Quote each line of the material verbatim, without the pictures.

#### MATERIAL TO PROCESS ####

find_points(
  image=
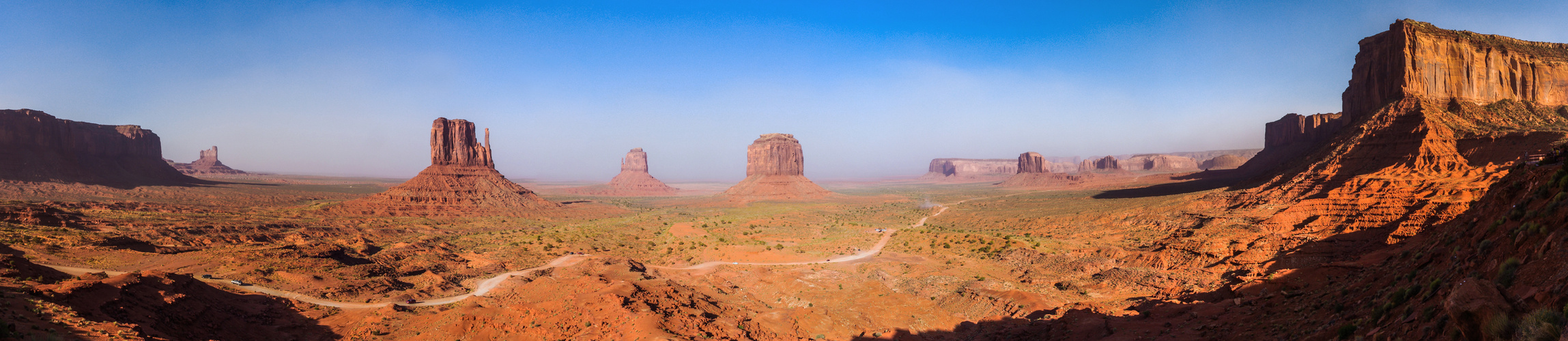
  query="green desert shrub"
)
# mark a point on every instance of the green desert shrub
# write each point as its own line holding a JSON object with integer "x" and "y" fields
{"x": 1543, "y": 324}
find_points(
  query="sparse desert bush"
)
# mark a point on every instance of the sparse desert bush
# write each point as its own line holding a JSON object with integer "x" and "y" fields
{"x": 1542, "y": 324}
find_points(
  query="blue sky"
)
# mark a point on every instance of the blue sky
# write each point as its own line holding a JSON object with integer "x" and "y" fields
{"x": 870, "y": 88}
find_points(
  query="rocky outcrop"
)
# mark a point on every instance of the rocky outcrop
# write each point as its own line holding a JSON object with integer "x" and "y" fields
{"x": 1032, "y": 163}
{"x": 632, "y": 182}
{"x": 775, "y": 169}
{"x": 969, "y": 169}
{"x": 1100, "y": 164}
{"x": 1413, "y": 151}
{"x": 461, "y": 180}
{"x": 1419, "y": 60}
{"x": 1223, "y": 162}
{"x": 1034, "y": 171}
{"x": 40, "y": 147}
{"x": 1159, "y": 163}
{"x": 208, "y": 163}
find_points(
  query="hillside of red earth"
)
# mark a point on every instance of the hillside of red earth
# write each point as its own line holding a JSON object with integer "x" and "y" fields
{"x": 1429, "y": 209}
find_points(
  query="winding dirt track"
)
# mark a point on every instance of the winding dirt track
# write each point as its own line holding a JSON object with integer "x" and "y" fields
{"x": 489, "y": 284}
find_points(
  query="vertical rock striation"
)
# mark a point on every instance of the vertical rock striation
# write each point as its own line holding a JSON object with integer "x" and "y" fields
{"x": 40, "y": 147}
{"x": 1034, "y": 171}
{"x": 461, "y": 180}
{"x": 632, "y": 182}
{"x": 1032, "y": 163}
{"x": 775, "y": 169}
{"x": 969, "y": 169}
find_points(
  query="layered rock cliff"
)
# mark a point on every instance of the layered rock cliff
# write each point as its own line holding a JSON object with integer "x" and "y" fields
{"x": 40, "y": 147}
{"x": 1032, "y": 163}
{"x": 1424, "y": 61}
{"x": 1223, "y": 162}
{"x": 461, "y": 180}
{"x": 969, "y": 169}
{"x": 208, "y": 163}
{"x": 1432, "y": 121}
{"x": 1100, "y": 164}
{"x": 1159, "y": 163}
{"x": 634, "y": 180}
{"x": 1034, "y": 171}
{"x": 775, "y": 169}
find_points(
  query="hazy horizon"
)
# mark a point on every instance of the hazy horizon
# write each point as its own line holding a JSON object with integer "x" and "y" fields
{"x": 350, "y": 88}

####

RESULT OF THIS TASK:
find_points(
  image=
  query="green desert shrub"
)
# mark a point on every instance of the green desert shrub
# write each point as its own line holding a JSON object with integer "x" and "y" fields
{"x": 1543, "y": 324}
find_points(
  query="sparse desert bush"
)
# mark a point on every instance of the sparse desert bush
# write each point as its own line holding a JSON object with integer "x" and "y" fields
{"x": 1542, "y": 324}
find_points(
  query="blue sky"
)
# mark a point on every instance of the blue sky
# write each point as its own line holding a JSON object with integer "x" and "y" fields
{"x": 870, "y": 88}
find_points(
  query="rocky outcrop"
)
# mark a point on every instance of the rocky outcrop
# write each point as its own line holding a JSON object with integer "x" and "y" fields
{"x": 1032, "y": 163}
{"x": 632, "y": 182}
{"x": 775, "y": 169}
{"x": 969, "y": 169}
{"x": 1100, "y": 164}
{"x": 1413, "y": 151}
{"x": 461, "y": 180}
{"x": 1419, "y": 60}
{"x": 1223, "y": 162}
{"x": 1034, "y": 171}
{"x": 40, "y": 147}
{"x": 1159, "y": 163}
{"x": 208, "y": 163}
find_points(
  query="hillside of red earth"
)
# mark a point on every instance of the hillside of red earth
# write each point as its own line holding a JSON object with integer "x" and "y" fields
{"x": 1429, "y": 209}
find_points(
  query="winding dirt track"
)
# mark a point on every instance of the winding dirt track
# write each point as its own line holding a JSON object with integer "x" and "y" fields
{"x": 489, "y": 284}
find_points(
  query="vertical rock striation"
)
# mark a point on every instance of the vertical rock striation
# write each point as its own line holding a JSON object with integer "x" and "y" fields
{"x": 40, "y": 147}
{"x": 1034, "y": 171}
{"x": 461, "y": 180}
{"x": 632, "y": 182}
{"x": 1032, "y": 163}
{"x": 775, "y": 169}
{"x": 969, "y": 169}
find_points(
  query="layered rock cliff"
)
# mark a point on every instance of the layered rock cliff
# write each point as its own line holding a JSON object with integer "x" and "y" fields
{"x": 40, "y": 147}
{"x": 1032, "y": 163}
{"x": 1424, "y": 61}
{"x": 1223, "y": 162}
{"x": 461, "y": 180}
{"x": 969, "y": 169}
{"x": 208, "y": 163}
{"x": 1432, "y": 121}
{"x": 1100, "y": 164}
{"x": 1159, "y": 163}
{"x": 634, "y": 180}
{"x": 1034, "y": 171}
{"x": 775, "y": 169}
find_points(
  query="hazy horizon"
)
# mark a point on every instance of the hazy horizon
# write each point as its own line holding a JSON object with integer "x" and "y" fields
{"x": 350, "y": 88}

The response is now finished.